___ Given information

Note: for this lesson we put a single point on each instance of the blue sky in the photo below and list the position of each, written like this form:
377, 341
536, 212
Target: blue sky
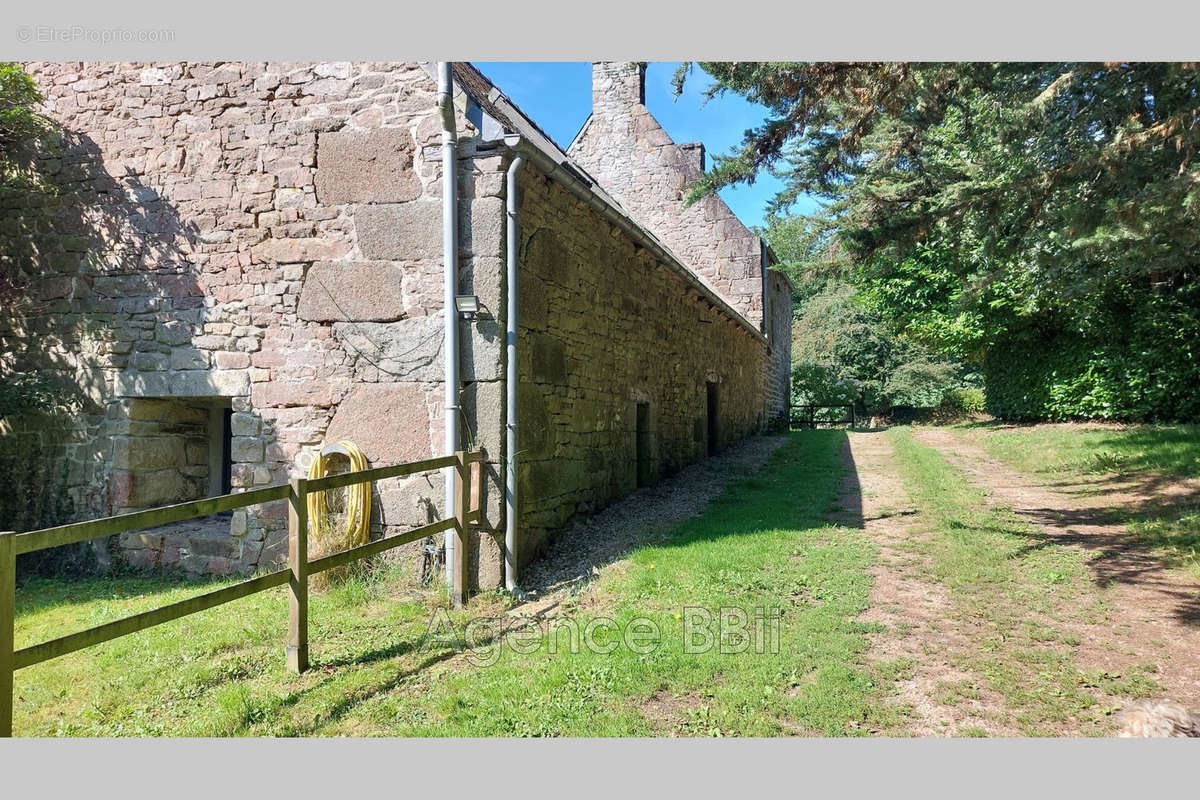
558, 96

______
___ Given information

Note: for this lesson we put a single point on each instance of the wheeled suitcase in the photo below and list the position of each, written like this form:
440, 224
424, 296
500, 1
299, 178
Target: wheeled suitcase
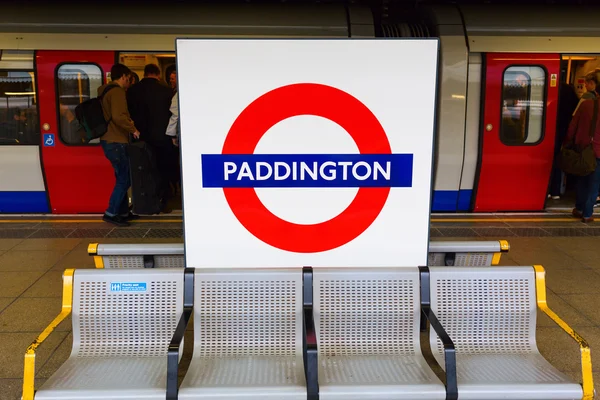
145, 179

______
___ Given information

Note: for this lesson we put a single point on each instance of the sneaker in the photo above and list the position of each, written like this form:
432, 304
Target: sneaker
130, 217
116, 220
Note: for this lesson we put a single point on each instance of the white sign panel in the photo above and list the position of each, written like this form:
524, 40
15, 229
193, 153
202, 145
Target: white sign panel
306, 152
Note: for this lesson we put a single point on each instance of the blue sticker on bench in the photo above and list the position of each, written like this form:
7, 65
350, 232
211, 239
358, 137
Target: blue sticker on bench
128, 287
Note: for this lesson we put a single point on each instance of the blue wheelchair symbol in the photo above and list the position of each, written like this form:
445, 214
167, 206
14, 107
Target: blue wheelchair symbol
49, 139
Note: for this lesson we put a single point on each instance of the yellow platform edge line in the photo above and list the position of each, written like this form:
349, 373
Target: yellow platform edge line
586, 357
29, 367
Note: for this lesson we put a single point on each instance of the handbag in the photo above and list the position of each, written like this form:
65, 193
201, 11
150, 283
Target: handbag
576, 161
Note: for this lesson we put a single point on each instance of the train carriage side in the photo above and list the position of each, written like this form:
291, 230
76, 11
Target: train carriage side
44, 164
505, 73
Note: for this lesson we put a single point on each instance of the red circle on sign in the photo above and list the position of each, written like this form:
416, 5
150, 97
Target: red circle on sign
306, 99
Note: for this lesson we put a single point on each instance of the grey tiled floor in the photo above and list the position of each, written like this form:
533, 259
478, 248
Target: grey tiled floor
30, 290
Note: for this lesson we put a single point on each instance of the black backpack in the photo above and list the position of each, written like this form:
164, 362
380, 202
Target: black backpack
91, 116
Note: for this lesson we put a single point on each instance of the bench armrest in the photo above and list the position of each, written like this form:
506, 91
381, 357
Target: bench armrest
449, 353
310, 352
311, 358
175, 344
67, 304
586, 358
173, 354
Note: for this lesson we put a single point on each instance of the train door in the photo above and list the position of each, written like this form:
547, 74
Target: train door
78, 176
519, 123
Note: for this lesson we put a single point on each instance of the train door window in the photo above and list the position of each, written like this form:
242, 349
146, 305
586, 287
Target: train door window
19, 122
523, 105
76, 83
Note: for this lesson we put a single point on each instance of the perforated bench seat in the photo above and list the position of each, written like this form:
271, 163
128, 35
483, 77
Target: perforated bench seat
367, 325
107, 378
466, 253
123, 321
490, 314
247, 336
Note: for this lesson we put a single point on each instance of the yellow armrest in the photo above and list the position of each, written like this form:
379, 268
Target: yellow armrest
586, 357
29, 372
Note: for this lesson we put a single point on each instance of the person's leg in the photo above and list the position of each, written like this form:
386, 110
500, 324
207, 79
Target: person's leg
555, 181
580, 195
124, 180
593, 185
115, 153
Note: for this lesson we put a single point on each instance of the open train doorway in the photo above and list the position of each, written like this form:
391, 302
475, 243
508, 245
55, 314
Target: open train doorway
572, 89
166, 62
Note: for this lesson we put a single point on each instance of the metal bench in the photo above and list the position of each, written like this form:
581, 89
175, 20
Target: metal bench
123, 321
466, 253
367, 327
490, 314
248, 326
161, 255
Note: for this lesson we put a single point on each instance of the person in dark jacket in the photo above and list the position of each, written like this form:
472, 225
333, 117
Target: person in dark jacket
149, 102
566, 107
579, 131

______

> **Prompt**
Find the lines above that contain the word "below" and collect them.

> **Response to the task**
Note: for this lesson we put a single point on each instance of the blue sky in the photo below and list the position of each, written like this form:
Note: for this lesson we put a single point on each instance of the wheeled suitcase in the photo below and list the position of each, written like this form:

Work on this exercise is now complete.